%%
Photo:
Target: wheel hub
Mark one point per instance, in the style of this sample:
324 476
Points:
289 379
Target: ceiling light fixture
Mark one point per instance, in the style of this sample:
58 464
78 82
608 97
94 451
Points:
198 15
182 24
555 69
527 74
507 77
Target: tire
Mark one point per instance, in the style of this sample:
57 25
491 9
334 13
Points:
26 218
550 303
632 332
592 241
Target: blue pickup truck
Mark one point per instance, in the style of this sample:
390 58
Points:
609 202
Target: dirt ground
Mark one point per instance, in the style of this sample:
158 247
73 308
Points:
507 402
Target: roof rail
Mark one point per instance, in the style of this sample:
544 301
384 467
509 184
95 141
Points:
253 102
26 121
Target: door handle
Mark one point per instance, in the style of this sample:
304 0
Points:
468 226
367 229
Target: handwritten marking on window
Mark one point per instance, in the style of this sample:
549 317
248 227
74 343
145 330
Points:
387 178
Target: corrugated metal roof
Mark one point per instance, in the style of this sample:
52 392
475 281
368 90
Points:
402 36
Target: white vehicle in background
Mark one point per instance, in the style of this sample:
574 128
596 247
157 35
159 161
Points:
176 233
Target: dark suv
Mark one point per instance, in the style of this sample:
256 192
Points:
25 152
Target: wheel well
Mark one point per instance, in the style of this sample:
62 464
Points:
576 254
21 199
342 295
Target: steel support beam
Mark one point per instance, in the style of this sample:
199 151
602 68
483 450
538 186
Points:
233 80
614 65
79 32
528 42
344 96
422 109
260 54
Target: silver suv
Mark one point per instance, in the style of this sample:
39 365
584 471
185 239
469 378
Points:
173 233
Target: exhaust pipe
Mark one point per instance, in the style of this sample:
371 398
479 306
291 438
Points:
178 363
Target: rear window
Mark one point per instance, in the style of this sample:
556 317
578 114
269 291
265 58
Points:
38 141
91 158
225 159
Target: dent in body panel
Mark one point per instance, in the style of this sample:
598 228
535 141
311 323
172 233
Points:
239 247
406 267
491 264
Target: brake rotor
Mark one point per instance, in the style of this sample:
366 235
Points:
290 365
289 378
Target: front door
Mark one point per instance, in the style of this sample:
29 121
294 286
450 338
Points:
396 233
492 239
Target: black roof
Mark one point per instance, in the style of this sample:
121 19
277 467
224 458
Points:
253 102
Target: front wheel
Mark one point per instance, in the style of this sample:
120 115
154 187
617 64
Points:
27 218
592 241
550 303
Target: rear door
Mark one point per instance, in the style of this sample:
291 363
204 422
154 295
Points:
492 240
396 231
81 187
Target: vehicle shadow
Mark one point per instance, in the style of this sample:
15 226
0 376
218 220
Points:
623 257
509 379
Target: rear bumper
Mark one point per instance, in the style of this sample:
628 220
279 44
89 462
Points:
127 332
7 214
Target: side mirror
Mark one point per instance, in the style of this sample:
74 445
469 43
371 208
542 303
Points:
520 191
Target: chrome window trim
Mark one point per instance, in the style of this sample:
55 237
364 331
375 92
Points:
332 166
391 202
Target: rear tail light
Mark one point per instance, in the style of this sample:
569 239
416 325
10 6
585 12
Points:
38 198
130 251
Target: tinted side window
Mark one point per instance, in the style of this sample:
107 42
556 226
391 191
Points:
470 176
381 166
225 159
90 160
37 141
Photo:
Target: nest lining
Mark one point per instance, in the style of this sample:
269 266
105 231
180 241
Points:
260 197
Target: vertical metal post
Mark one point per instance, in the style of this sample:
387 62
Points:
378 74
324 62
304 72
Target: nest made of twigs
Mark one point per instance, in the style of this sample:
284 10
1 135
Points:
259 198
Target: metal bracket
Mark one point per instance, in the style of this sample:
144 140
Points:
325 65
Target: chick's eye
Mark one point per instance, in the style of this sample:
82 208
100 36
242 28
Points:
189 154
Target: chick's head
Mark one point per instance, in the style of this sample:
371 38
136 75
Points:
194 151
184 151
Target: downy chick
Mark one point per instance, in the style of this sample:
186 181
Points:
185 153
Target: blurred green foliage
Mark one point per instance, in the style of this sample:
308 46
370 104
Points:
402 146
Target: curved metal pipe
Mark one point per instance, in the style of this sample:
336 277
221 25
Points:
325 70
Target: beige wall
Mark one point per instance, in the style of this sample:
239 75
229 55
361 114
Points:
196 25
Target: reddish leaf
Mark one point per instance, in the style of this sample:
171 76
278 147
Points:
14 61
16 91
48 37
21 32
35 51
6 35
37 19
%%
* _EXERCISE DIRECTIONS_
Transcribe the records above exactly as they appear.

* _OUTPUT_
Photo:
Target: wheel hub
Mark one point per instance, in the style of this sample:
324 476
Points:
289 379
Target: ceiling light fixture
Mark one point per instance, in the style of this sample:
58 464
78 82
608 97
94 451
Points:
198 15
182 24
555 69
527 74
507 77
Target: tire
Mark one point per instance, in the style of this sample:
57 25
491 9
334 13
Points:
26 218
550 303
632 332
592 241
Target: blue pickup truck
Mark one point per instance, in the style of this sample:
390 58
Points:
609 202
Target: dirt ground
Mark one point per instance, in the style of this sample:
158 247
73 308
Points:
507 402
Target: roof rail
Mark one point per instance, in the style of this sample:
544 301
384 467
509 184
95 141
Points:
253 102
26 121
Target: door handle
Mark one point per instance, in the style of this sample:
304 0
Points:
468 226
367 229
Target: handwritten marking on window
Mark one point per instance, in the style of this sample:
549 317
248 227
74 343
145 330
Points:
387 178
Target: corrugated metal roof
Mark one point per instance, in the style of this sample:
52 392
475 281
368 90
Points:
402 36
Target: white vehicle in background
Mark one point per instance, in the style of this sample:
574 128
596 247
157 35
159 161
Points:
176 233
Target: dark suv
Mark one point per instance, in the style of this sample:
256 192
Points:
25 152
Target: wheel well
Mark one point per instance, in the style of this sample:
62 464
Points:
576 254
21 199
342 295
Target: steel support beam
Mark one point per instance, in the style of this sample:
199 151
602 68
483 450
538 186
Points:
233 80
614 65
79 32
528 42
344 96
422 109
260 54
Target: silver suv
Mark one point per instance, in the style of this sample:
39 365
584 471
185 239
469 378
Points:
173 233
Target: exhaust pipe
Mark one point per instance, in the style of this sample:
371 398
479 306
291 438
Points:
178 363
Target: rear window
Mark one point per instance, in the style of this sample:
556 317
578 114
269 291
265 58
Points:
38 141
91 158
225 159
Target: dent in body panel
Mark one point per instance, in the style of this sample:
598 228
535 141
311 323
172 233
Points:
239 247
406 267
491 264
Target: brake rotor
Mark one point per instance, in the style of this sample:
366 235
Points:
290 365
289 378
Target: front door
Mark one point per instance, in the style of this sample:
29 121
294 286
450 338
Points:
396 233
492 239
Target: black roof
Mark one point per instance, in the style of this sample:
121 19
277 467
224 458
Points:
253 102
Target: front wheel
Mark one point per instance, in the style of this sample:
120 115
154 187
617 64
Points:
27 218
592 241
550 303
Target: rear door
Mark one point per instance, in the style of this sample:
291 363
204 422
154 295
Points:
492 240
396 231
81 187
Target: vehicle shadow
Mark one point per instance, in the style of this sample:
15 226
0 376
218 220
Points:
623 257
509 379
Target: rear bumper
Mark one point per instance, in the style of this sample:
628 220
279 44
89 462
Points:
127 332
7 214
Target: side mirror
Mark one point per instance, in the style of this sample:
74 445
469 43
371 208
542 303
Points:
520 191
Target: chrome window trim
Mark one point per instance, in the style of this sample:
55 237
364 331
375 92
Points:
332 166
391 202
Target: rear tail light
Mark one point per instance, in the style of this sample:
569 239
416 325
10 6
585 12
Points:
38 198
130 251
Target: tinted side window
Mark one point per instance, in the style of this sample:
107 42
556 226
391 191
Points:
470 176
381 166
225 159
90 160
37 141
Photo:
Target: nest lining
Mark one point per instance, in the style of this sample:
269 266
105 231
180 241
Points:
260 197
Target: vertical metal post
Mark one point per instance, in the style of this sample:
387 62
Points:
378 74
324 62
304 72
Target: nest made of twigs
Mark one point per instance, in the style of this sample:
284 10
1 135
Points:
259 198
Target: metal bracket
Mark one point per instance, in the style of this sample:
144 140
Points:
325 65
Target: chick's eye
Mark one point per instance, in the style of this sample:
82 208
100 36
242 28
Points:
189 154
Target: chick's head
Mark one point per instance, in the style of this sample:
371 38
136 75
Points:
194 151
184 151
Target: downy chick
Mark one point per instance, in the style of this sample:
186 181
Points:
185 153
Target: blurred green foliage
Mark one point per instance, in the style of this sample:
308 46
370 104
Points:
402 146
Target: curved metal pipe
Mark one point per instance, in the style of this sample:
336 277
221 25
Points:
325 70
Target: beige wall
Mark one point per instance, in the style of this sample:
239 75
229 55
361 114
Points:
196 25
Target: reddish leaf
Mark one point per instance, in the style of this sample:
171 76
278 147
Points:
14 61
16 91
48 37
21 32
35 51
6 35
37 19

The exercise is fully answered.